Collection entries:

»»

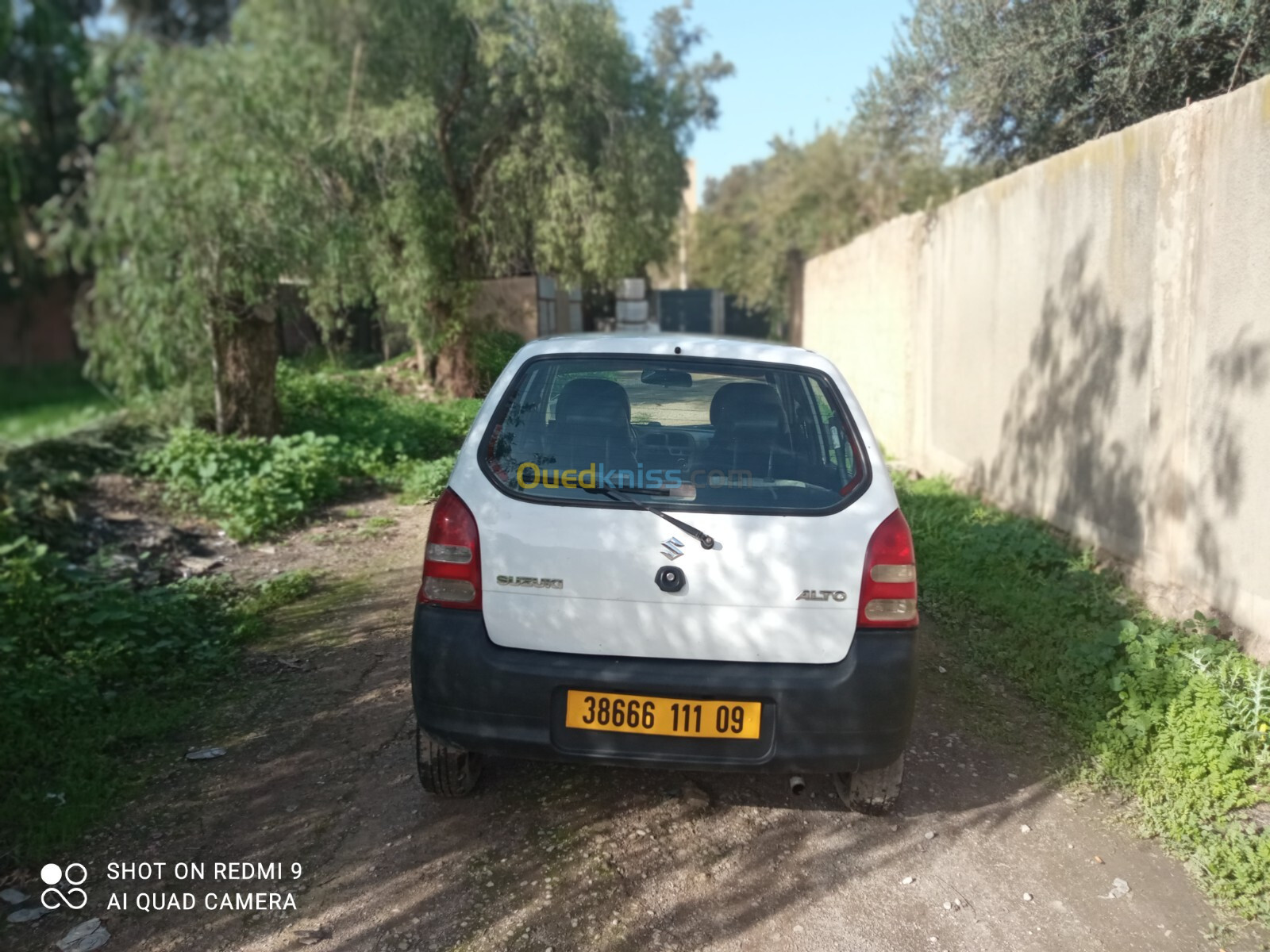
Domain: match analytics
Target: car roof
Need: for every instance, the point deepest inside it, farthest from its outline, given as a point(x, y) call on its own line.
point(683, 344)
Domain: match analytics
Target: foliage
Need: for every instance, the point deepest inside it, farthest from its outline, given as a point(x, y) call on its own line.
point(342, 427)
point(376, 425)
point(179, 21)
point(376, 155)
point(93, 670)
point(205, 197)
point(1165, 710)
point(810, 198)
point(423, 480)
point(44, 51)
point(40, 403)
point(1024, 80)
point(253, 486)
point(489, 352)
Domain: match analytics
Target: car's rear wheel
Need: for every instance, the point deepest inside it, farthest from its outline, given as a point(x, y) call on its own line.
point(872, 791)
point(444, 771)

««

HOW TO COMPLETE THIS TASK
Those lines above that contain the string "Target" should be returned.

ANSWER TO THIS EXERCISE
Target: car roof
Target: foliage
Target: car's rear wheel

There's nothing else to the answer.